All lines from the entries below that contain the string "item" should be copied out.

[Records from a collection]
"""
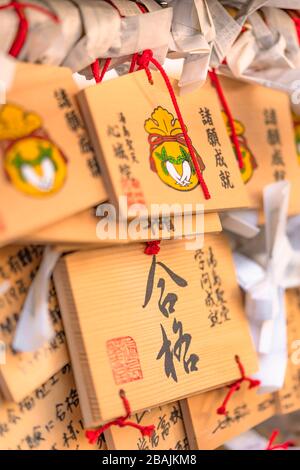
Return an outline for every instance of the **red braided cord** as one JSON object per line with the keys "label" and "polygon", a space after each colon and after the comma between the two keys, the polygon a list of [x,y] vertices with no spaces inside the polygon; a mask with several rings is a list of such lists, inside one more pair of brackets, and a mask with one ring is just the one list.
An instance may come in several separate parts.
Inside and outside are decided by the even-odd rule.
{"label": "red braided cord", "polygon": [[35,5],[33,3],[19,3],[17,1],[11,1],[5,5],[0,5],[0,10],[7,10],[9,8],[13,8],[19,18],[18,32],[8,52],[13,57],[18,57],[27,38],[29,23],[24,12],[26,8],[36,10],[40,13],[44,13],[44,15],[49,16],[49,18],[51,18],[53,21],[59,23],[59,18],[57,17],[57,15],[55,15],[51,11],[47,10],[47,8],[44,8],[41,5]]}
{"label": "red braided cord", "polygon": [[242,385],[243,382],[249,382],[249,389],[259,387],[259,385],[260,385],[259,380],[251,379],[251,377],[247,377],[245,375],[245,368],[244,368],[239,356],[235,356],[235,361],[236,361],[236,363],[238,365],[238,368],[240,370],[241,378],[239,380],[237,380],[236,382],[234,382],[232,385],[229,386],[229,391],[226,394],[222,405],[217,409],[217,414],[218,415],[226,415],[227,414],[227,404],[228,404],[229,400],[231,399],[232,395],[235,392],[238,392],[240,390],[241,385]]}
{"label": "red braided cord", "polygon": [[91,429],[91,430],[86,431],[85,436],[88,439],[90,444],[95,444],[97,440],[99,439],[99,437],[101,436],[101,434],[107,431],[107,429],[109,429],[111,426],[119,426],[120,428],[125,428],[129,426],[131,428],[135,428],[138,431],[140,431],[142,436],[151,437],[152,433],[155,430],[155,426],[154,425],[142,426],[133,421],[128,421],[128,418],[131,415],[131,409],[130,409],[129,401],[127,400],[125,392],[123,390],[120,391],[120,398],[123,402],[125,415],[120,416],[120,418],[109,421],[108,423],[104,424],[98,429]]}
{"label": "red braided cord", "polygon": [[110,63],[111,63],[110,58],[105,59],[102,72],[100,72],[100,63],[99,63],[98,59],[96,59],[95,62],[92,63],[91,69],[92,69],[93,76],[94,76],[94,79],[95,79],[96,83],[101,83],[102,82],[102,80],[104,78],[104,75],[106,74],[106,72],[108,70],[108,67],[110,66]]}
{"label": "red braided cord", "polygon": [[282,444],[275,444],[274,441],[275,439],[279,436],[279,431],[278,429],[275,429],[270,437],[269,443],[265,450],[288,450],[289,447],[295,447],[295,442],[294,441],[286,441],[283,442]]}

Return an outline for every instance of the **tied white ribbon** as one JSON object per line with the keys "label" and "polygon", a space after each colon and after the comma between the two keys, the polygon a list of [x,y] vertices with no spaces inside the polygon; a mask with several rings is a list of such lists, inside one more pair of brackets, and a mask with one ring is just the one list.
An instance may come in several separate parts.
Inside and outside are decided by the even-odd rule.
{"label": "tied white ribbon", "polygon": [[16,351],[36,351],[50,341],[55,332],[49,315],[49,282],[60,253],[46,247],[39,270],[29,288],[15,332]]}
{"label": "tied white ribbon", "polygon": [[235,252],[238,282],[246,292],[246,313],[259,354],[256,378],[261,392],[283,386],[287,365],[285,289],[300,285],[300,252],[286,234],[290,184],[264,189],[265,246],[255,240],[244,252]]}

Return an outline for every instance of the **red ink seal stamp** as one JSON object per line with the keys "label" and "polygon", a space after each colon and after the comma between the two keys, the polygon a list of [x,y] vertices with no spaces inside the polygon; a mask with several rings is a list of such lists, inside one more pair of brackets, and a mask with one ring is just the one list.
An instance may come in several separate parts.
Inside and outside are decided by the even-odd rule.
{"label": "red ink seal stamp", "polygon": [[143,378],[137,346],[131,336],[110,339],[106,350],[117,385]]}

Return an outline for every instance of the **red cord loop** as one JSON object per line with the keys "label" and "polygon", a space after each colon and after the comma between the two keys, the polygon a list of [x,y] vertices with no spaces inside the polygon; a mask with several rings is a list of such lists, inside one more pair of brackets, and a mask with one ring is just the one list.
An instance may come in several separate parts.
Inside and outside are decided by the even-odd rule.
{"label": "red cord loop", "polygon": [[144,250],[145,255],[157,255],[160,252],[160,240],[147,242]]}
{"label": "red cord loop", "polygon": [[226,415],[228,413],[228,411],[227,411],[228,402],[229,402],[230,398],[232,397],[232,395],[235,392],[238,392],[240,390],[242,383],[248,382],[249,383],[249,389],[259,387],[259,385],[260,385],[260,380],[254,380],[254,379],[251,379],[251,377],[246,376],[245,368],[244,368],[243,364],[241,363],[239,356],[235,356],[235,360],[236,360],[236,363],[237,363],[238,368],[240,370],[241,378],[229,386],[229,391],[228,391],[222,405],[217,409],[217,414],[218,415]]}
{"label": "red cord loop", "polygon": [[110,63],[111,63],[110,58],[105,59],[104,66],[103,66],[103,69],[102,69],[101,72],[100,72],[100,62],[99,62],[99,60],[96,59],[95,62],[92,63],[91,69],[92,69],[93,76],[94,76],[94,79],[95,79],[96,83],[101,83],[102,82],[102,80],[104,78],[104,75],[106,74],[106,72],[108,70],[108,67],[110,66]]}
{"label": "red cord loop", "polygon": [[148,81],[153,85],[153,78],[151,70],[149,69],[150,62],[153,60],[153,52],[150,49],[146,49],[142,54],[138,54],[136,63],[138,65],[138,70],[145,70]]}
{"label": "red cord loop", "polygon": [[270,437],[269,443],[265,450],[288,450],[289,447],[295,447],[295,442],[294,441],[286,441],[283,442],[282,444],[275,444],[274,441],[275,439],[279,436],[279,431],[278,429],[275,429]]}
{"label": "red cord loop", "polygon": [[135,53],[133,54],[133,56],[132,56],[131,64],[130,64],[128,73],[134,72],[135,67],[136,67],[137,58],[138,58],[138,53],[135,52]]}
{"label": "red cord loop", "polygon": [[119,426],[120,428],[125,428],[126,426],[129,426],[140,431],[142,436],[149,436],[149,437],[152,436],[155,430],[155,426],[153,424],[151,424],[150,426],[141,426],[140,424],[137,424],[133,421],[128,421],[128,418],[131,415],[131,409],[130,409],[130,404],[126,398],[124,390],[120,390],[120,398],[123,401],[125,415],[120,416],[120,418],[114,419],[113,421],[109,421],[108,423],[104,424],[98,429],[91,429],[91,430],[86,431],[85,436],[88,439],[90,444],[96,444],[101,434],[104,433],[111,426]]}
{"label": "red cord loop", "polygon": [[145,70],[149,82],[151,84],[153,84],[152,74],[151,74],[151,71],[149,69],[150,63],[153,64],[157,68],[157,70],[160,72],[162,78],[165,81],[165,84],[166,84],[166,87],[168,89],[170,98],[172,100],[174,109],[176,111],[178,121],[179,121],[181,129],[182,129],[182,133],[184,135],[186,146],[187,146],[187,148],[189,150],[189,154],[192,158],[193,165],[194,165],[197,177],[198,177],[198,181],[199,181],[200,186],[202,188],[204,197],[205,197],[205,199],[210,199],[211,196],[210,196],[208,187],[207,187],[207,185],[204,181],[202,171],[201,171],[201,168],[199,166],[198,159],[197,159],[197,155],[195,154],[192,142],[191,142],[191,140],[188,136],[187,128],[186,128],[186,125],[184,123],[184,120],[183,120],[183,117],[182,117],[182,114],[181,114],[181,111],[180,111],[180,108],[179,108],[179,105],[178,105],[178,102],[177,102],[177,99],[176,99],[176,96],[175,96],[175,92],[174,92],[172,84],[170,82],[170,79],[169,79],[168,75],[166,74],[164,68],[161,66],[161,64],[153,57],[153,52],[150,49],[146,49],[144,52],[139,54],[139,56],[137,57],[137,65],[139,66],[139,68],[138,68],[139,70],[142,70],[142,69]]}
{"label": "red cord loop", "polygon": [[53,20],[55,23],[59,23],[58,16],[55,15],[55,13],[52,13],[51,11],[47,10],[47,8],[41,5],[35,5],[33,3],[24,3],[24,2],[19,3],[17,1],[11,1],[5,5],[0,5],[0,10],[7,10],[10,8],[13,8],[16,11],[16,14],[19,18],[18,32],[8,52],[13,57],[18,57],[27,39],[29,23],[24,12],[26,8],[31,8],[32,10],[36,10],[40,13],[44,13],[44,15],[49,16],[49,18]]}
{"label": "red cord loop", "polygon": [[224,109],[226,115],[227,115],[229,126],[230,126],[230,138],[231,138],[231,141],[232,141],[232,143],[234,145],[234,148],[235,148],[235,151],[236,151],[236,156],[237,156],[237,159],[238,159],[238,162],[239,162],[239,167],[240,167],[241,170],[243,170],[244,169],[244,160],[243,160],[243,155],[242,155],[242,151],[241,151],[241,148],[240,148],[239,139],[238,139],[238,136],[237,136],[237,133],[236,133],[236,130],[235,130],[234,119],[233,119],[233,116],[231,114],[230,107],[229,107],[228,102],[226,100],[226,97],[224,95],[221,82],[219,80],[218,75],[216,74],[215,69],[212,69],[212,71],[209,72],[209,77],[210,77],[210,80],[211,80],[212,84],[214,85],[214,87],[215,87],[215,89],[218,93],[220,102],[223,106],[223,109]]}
"""
"""
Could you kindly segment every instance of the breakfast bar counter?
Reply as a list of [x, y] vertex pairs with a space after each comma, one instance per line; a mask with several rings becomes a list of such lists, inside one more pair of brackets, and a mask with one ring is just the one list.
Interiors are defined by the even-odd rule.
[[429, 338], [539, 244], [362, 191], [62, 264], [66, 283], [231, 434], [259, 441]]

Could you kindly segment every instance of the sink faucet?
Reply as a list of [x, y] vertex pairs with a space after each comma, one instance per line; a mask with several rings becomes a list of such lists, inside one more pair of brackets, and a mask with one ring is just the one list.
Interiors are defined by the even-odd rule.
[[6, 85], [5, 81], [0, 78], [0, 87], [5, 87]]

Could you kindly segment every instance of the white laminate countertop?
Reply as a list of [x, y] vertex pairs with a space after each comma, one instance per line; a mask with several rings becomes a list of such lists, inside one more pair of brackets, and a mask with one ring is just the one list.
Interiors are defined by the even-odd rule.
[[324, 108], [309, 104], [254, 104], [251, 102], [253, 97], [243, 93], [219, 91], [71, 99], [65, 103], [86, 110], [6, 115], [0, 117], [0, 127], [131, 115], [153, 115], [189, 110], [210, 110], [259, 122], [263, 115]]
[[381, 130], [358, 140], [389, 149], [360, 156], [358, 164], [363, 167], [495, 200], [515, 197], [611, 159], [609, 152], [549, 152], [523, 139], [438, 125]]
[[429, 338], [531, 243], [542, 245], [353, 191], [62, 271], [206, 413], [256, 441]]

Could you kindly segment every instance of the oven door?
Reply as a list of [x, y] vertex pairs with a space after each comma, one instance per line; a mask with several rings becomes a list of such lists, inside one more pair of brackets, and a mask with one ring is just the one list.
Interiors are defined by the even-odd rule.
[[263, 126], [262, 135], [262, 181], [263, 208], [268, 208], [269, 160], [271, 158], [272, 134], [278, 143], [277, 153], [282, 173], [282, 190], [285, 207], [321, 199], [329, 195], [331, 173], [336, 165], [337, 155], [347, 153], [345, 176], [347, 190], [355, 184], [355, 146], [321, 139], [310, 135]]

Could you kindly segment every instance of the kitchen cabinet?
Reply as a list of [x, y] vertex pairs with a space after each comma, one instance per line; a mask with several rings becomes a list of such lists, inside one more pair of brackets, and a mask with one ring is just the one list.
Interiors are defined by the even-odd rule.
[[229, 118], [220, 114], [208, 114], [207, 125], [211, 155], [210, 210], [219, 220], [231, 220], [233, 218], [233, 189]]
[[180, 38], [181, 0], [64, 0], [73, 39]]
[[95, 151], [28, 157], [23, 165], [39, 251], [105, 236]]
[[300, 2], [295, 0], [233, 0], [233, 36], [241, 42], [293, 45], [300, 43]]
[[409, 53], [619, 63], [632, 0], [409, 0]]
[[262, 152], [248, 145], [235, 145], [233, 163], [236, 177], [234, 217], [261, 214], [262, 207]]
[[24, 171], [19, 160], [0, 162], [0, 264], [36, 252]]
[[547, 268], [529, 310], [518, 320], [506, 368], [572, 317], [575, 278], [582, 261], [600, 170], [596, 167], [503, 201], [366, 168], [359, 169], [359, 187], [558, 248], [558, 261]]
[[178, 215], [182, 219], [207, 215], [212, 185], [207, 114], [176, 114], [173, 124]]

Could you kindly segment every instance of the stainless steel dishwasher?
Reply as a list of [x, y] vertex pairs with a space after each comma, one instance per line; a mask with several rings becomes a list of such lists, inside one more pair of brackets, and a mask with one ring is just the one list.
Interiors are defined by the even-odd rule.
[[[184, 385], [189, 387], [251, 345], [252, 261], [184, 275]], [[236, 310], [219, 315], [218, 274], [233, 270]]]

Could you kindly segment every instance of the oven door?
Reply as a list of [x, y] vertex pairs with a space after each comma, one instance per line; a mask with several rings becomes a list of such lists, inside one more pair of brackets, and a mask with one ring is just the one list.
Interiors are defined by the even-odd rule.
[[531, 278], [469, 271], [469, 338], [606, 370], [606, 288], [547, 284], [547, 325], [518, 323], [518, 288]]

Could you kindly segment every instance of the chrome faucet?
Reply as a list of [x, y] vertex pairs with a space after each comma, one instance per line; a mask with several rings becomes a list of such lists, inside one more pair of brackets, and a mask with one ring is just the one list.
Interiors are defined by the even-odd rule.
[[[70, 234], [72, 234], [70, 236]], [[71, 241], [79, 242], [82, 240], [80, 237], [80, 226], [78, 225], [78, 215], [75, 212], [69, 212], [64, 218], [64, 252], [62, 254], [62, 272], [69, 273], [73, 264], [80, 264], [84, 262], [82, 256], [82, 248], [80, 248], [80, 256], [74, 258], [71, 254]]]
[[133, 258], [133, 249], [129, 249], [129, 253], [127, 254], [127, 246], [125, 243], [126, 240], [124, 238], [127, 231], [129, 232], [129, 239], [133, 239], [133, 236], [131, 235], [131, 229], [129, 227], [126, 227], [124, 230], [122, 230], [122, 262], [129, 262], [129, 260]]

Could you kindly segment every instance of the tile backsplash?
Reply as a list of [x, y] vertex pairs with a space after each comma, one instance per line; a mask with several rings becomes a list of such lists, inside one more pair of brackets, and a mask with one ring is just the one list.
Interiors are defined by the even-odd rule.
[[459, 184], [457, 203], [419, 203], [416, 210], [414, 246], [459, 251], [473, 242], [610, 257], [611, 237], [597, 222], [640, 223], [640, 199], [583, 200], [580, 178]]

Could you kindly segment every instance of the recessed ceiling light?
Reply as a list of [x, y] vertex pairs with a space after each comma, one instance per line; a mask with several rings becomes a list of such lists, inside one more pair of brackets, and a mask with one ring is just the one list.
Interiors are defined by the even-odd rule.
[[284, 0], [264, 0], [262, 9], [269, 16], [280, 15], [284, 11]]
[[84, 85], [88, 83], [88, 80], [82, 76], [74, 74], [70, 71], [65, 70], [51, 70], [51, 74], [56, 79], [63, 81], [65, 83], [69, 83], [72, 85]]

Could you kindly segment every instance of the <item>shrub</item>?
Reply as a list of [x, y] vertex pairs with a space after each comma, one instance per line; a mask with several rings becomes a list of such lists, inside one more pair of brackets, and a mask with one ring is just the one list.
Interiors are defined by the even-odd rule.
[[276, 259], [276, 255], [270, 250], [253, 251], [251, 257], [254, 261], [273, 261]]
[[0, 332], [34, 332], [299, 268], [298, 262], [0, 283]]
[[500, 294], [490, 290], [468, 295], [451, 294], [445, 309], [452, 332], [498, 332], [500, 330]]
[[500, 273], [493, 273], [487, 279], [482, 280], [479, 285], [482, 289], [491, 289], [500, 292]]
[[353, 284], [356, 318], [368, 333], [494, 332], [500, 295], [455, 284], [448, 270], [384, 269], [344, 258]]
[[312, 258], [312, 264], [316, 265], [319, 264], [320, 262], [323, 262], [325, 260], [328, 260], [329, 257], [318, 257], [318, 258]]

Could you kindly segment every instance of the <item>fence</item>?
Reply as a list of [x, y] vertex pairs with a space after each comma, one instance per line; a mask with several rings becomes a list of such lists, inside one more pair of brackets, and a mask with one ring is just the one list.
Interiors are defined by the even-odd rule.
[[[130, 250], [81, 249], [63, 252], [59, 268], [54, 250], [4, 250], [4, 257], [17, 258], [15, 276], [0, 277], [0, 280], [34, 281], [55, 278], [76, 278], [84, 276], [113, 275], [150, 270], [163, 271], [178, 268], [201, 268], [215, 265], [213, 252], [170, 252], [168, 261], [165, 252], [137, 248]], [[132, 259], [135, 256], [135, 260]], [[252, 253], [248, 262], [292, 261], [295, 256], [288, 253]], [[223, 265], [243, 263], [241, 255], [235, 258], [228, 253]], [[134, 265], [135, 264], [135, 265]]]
"""
* **The completed task**:
Could you kindly segment every instance of the <item>shrub</item>?
Could you kindly segment every instance of the <item>fence</item>?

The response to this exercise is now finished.